### EXERCISE DESCRIPTION
Pick out every line in the items below that contains the word "black" and copy each one in full. Case counts.

((

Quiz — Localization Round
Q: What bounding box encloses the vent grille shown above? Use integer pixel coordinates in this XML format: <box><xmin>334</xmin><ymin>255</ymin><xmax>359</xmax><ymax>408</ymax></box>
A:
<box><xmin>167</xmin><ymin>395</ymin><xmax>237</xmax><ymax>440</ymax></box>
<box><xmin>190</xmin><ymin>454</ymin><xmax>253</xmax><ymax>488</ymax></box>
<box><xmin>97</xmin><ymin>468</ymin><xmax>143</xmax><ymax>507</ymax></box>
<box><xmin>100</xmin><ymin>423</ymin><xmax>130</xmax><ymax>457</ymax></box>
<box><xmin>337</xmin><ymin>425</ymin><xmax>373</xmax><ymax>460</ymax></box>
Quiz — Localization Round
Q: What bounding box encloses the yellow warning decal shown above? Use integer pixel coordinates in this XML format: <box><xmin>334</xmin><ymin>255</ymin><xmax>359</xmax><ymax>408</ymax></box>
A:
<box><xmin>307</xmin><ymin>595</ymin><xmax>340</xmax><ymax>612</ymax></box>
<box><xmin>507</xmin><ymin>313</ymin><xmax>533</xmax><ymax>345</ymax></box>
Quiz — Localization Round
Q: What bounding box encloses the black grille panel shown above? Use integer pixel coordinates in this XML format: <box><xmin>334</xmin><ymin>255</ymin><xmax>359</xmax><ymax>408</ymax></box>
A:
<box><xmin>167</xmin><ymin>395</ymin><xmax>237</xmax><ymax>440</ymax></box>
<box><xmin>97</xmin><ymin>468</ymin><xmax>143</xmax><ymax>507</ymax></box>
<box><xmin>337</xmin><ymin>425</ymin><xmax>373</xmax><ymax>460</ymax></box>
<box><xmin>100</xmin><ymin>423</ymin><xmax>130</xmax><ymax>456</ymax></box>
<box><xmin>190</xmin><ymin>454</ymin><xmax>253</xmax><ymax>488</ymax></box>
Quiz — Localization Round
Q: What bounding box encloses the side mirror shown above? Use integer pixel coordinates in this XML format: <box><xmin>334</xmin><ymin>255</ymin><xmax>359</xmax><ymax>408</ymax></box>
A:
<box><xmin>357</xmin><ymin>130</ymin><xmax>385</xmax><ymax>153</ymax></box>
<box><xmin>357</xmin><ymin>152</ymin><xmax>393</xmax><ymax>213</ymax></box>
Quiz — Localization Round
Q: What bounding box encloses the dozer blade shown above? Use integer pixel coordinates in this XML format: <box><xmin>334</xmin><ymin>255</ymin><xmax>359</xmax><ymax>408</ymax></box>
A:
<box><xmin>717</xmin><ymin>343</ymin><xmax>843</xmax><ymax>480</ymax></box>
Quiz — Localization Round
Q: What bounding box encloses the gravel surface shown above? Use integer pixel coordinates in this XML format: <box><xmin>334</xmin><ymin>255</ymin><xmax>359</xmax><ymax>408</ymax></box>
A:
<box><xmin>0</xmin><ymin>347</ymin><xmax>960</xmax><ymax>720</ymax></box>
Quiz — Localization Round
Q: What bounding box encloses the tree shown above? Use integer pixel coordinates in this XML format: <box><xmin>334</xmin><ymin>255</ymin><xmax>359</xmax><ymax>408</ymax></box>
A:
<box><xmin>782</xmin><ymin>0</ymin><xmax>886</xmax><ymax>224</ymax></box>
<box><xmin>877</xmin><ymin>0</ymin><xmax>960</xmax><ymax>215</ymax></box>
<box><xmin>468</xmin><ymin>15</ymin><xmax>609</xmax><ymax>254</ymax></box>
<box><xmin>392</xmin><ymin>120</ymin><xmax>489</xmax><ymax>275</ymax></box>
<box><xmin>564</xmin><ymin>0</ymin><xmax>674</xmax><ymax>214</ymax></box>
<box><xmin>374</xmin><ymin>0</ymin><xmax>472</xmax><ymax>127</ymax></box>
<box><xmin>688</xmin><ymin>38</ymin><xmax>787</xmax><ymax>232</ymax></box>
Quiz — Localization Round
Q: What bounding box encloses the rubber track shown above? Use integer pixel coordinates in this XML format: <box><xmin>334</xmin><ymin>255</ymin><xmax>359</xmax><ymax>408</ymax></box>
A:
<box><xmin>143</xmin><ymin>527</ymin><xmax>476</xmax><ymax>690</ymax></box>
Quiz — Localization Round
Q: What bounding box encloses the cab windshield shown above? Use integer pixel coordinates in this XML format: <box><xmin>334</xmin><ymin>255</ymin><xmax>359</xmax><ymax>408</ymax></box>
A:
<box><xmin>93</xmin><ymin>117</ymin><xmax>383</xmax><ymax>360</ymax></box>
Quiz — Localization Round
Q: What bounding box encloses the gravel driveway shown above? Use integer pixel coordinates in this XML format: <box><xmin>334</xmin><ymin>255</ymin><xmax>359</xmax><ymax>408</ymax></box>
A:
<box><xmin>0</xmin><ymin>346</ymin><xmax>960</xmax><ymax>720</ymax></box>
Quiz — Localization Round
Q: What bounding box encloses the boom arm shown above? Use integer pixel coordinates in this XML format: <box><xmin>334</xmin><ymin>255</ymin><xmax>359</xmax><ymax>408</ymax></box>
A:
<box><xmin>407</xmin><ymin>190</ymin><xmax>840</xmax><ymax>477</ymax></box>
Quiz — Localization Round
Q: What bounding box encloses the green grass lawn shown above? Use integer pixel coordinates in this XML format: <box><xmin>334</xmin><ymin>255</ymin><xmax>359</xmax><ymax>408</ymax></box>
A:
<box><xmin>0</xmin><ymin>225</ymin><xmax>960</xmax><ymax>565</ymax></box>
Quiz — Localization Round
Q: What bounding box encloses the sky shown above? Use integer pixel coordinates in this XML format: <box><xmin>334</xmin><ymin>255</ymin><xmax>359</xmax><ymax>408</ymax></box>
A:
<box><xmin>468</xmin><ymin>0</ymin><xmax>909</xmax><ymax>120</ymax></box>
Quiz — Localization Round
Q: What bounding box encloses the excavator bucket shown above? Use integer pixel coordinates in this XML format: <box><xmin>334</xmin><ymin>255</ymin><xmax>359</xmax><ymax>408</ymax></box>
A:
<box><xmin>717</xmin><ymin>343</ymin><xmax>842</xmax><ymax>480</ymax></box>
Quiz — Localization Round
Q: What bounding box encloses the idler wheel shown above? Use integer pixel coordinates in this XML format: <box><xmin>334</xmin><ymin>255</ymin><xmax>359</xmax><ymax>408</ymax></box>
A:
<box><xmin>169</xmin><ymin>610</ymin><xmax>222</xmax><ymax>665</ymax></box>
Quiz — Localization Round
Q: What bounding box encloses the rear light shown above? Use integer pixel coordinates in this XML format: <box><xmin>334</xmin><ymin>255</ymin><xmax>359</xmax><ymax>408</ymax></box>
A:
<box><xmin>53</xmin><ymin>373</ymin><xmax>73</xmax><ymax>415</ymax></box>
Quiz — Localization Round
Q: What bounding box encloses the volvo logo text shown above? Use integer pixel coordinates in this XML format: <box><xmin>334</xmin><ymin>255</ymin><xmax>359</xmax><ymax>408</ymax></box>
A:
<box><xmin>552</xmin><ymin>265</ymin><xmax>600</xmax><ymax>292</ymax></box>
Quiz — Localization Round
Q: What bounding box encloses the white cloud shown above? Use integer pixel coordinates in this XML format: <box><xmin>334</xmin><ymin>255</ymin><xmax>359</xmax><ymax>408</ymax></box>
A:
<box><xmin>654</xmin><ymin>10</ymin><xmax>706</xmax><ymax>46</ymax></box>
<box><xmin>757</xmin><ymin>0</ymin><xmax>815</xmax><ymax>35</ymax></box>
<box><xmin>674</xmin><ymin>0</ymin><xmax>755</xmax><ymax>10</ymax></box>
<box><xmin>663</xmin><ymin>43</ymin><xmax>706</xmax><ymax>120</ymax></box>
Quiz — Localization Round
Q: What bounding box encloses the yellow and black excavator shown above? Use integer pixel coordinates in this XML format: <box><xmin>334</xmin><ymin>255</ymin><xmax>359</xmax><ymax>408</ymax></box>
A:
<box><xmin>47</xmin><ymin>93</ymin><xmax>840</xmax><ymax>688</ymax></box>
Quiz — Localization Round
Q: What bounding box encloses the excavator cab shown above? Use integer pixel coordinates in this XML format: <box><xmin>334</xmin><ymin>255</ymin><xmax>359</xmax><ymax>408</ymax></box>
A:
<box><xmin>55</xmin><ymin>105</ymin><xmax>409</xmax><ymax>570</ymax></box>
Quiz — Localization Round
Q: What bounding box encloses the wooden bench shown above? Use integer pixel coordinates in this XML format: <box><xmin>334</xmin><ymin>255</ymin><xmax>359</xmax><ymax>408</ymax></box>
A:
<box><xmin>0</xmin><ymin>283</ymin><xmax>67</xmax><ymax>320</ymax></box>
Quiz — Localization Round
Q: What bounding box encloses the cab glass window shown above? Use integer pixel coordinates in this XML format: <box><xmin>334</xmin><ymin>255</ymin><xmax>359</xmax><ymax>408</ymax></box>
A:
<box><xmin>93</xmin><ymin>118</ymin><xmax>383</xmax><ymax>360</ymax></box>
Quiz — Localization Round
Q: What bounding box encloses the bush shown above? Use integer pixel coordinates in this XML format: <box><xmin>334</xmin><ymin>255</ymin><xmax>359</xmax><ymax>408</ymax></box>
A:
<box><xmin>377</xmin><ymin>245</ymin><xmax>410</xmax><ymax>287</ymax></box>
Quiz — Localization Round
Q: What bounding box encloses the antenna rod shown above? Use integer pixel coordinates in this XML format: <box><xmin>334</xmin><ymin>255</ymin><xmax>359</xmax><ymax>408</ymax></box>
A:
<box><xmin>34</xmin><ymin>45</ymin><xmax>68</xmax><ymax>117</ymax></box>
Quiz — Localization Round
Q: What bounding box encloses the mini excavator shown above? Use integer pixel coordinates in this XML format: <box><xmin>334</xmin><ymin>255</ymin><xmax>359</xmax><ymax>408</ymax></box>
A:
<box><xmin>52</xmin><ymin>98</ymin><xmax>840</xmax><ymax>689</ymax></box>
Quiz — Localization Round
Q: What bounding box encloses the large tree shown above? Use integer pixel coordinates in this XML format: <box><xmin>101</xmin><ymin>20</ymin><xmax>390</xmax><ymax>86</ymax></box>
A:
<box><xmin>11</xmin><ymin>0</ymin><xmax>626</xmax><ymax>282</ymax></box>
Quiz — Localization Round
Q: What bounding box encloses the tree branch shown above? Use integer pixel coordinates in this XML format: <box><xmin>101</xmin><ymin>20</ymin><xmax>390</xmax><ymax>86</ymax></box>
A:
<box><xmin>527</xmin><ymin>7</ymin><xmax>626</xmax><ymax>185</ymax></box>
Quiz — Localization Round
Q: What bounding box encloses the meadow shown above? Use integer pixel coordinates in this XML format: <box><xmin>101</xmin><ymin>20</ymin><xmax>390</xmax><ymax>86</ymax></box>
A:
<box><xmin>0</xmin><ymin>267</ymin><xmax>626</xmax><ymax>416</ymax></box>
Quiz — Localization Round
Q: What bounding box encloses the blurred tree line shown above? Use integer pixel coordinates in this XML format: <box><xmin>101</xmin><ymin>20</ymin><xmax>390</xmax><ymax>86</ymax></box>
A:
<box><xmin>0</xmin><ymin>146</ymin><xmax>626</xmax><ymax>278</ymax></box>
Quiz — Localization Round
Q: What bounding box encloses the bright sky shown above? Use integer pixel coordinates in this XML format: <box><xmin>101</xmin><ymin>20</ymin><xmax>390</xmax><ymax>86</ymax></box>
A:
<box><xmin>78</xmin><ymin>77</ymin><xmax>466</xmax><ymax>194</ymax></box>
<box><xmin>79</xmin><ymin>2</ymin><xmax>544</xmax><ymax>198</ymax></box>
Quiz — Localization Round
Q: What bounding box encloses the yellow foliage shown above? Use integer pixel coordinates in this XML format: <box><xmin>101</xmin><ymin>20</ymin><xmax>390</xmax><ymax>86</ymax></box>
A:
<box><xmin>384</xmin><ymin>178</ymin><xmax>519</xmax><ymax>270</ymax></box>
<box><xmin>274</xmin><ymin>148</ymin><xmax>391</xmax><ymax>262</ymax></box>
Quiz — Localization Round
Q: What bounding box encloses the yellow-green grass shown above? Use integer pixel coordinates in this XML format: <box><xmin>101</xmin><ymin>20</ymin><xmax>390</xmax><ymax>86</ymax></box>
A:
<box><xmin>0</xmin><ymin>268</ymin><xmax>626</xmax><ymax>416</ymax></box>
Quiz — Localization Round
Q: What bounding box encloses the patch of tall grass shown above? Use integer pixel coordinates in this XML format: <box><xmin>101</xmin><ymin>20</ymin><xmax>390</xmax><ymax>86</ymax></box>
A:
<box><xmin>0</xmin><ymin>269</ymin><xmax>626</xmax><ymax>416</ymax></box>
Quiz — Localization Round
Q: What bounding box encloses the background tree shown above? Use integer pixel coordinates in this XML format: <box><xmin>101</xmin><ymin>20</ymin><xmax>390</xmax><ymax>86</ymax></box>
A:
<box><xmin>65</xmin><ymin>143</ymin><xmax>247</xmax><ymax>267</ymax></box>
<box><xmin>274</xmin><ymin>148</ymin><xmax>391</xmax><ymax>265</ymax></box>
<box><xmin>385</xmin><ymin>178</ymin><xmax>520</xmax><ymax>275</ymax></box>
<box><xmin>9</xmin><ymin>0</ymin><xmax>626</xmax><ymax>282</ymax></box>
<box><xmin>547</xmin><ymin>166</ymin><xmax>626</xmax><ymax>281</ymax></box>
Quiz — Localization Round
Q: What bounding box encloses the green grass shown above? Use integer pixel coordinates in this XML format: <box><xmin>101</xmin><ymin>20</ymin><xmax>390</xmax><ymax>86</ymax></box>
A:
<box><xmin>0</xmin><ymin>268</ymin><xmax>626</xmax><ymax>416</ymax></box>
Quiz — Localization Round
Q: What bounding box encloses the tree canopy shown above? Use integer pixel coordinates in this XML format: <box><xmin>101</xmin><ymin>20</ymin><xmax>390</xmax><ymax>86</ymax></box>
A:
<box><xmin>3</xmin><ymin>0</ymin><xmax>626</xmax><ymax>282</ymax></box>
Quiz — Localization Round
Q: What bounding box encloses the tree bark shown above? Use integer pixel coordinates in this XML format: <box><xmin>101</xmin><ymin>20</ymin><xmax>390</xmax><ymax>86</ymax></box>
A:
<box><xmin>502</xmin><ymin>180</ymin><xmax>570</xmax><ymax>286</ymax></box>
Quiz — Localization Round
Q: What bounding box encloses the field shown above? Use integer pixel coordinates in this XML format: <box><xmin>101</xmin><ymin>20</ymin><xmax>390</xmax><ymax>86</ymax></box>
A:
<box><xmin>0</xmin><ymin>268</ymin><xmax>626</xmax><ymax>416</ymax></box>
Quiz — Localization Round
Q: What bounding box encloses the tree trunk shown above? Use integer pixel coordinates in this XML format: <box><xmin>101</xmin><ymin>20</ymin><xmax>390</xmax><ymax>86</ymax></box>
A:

))

### SOLVED EXERCISE
Q: What bounding box encloses the black grille panel shown above? Use integer pixel coordinates in this XML format: <box><xmin>334</xmin><ymin>255</ymin><xmax>359</xmax><ymax>408</ymax></box>
Q: What bounding box encloses the yellow and black excavator shown above? Use integer pixel coordinates in this XML format: <box><xmin>334</xmin><ymin>255</ymin><xmax>359</xmax><ymax>408</ymax></box>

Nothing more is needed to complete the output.